# Your goal
Can you pull out each line of the data below that includes the word "exact"?

# Record set

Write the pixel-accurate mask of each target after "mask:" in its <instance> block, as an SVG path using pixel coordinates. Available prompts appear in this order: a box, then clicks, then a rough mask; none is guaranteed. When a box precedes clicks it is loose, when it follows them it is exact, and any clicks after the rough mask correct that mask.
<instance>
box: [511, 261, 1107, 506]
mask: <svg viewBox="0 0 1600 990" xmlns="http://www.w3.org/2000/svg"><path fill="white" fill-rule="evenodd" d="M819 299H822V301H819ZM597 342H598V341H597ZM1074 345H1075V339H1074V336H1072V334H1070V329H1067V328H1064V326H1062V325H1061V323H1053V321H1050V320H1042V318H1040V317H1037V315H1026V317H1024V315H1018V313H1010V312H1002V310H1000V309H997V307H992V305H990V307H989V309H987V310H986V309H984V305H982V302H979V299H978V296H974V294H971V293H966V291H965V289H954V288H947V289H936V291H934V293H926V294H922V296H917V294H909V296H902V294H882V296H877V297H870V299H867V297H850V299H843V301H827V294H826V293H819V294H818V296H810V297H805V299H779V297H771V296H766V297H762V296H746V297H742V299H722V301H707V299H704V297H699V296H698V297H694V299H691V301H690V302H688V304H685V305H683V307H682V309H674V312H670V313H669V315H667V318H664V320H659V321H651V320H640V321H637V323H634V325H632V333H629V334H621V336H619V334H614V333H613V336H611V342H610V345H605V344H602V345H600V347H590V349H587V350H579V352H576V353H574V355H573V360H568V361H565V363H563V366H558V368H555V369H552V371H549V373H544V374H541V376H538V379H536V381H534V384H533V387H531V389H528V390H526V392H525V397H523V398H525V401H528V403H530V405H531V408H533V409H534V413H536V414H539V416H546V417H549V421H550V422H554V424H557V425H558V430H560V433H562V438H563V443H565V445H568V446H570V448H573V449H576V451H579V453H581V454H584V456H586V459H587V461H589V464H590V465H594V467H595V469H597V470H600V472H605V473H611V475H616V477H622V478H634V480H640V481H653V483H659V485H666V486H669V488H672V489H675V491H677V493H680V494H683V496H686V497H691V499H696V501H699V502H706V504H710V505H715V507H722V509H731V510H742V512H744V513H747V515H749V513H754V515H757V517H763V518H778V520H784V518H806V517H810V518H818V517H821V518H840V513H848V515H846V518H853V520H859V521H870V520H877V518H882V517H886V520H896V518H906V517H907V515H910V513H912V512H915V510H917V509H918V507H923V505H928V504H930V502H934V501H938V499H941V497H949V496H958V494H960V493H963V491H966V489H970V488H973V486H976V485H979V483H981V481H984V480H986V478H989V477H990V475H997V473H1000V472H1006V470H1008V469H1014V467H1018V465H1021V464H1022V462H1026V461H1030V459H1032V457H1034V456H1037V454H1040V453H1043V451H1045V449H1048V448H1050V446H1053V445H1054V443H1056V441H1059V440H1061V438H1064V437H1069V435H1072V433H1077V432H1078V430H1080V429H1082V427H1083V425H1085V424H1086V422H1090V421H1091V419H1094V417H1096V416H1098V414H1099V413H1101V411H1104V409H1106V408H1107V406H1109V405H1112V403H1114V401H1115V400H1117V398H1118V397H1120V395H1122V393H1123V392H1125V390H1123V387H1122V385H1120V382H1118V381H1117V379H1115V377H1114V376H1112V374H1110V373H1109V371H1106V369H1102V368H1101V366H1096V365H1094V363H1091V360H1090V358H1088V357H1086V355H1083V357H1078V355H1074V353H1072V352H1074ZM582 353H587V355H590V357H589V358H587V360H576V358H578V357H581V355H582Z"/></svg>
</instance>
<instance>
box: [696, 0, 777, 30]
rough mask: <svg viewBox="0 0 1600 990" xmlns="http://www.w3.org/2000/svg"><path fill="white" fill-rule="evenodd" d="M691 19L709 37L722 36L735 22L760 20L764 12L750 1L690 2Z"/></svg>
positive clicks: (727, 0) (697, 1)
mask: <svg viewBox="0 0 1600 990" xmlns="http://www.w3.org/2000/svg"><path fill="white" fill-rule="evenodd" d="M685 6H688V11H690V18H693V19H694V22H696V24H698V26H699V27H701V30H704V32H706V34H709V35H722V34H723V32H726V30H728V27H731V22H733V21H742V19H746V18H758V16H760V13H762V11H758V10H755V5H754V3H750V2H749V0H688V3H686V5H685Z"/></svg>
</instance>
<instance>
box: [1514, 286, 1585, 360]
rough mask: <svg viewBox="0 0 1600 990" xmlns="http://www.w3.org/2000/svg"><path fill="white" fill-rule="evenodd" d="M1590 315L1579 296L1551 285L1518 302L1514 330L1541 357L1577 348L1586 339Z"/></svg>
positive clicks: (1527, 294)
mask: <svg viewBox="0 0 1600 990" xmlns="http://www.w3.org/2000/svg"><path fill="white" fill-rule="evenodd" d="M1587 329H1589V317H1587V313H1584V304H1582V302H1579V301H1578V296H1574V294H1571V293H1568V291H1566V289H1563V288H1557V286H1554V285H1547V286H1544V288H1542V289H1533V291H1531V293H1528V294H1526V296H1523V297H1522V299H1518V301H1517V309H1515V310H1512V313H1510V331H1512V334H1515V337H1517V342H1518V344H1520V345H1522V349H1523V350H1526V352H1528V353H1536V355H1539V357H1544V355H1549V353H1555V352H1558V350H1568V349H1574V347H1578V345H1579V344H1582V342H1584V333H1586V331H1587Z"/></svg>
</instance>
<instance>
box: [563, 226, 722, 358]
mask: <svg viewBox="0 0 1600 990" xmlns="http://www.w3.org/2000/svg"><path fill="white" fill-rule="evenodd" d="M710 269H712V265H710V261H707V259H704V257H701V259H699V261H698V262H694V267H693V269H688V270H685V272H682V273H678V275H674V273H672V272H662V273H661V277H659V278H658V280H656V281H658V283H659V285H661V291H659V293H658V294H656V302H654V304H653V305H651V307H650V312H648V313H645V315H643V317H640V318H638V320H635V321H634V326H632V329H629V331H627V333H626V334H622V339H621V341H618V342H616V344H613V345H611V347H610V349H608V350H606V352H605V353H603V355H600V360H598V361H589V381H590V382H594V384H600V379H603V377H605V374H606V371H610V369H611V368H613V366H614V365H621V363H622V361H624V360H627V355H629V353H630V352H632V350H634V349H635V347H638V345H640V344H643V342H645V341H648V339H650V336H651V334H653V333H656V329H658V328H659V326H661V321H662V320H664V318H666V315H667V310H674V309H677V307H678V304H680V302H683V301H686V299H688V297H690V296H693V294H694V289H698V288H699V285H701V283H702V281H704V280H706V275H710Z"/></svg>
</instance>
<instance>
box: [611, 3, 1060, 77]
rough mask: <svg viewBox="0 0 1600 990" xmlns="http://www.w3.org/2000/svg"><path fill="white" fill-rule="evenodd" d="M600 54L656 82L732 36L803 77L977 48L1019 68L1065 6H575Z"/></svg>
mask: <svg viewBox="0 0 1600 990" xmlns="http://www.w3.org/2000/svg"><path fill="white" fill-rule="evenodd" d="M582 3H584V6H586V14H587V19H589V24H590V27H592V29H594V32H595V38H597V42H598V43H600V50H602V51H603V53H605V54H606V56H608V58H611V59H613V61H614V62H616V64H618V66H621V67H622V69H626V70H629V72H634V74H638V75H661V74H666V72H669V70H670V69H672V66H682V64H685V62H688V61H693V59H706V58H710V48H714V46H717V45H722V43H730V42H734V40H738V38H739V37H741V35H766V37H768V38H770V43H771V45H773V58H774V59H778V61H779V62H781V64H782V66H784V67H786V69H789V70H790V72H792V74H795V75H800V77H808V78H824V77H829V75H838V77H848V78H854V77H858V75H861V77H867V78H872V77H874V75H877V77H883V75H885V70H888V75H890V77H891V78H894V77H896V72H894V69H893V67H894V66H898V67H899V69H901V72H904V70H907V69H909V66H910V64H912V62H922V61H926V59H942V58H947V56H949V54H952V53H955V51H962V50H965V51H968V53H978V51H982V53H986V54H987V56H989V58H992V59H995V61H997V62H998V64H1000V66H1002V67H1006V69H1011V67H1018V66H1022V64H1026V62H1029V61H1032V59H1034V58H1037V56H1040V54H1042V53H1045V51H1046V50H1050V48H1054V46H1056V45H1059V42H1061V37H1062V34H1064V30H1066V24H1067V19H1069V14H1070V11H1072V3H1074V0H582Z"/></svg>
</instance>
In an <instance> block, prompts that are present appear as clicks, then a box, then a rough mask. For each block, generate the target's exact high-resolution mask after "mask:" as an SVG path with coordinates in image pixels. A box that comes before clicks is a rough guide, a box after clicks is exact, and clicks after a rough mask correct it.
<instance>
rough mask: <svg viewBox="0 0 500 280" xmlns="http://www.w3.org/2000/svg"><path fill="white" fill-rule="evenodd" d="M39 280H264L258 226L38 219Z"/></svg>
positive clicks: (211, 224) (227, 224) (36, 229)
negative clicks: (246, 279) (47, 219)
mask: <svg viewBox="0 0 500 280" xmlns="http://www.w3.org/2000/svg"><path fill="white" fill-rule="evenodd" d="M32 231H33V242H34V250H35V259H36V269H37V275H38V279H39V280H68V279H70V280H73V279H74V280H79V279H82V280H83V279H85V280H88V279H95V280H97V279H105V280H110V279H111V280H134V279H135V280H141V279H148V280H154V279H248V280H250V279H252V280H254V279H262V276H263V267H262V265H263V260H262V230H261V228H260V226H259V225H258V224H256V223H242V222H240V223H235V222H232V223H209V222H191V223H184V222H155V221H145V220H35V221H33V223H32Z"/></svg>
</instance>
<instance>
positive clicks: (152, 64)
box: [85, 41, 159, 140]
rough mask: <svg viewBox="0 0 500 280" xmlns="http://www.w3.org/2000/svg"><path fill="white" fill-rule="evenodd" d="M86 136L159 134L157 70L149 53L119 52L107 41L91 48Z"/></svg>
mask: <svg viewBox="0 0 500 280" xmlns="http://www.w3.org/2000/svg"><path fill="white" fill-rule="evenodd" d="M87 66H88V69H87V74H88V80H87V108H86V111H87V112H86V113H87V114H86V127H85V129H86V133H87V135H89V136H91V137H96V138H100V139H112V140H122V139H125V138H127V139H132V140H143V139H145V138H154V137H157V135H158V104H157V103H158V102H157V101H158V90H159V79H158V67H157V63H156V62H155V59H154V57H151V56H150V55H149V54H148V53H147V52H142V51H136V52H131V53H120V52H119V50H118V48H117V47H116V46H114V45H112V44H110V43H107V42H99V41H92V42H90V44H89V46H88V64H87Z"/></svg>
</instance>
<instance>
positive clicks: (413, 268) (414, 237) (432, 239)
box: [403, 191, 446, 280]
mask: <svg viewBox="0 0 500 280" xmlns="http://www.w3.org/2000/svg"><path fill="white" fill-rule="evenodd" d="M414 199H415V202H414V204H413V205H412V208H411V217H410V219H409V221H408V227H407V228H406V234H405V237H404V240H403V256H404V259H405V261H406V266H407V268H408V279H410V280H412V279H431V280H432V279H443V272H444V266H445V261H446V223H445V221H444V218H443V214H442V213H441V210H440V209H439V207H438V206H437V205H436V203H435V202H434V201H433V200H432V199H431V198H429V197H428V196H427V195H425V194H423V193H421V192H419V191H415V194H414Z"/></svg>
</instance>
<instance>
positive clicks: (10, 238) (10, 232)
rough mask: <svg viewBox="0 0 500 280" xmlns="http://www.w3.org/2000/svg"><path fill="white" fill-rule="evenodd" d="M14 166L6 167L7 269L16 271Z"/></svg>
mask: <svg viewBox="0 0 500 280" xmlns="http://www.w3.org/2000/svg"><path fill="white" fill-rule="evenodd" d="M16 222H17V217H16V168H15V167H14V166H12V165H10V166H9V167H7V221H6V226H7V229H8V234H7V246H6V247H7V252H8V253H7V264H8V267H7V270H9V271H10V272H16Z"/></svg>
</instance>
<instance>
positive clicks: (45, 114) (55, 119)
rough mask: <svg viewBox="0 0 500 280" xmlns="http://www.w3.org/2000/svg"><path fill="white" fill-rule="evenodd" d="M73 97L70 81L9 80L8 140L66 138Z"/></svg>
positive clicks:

# Result of this exercise
Write the pixel-accurate mask of each target after "mask:" in its <instance> block, as an SVG path using pixel coordinates. Available prompts appear in this order: a box, then clicks, then a rough mask; none is guaranteed. When a box precedes clicks it is loose, when it follows them it is exact, and any clicks after the rough mask correct that mask.
In an <instance> block, prompts that are present appear as clicks, then a box, then a rough mask. For each block, generate the target's exact high-resolution mask after "mask:" as an SVG path with coordinates in image pixels. A box that comes before clicks is a rough guide, a box after clicks is exact, and clicks after a rough mask correct it.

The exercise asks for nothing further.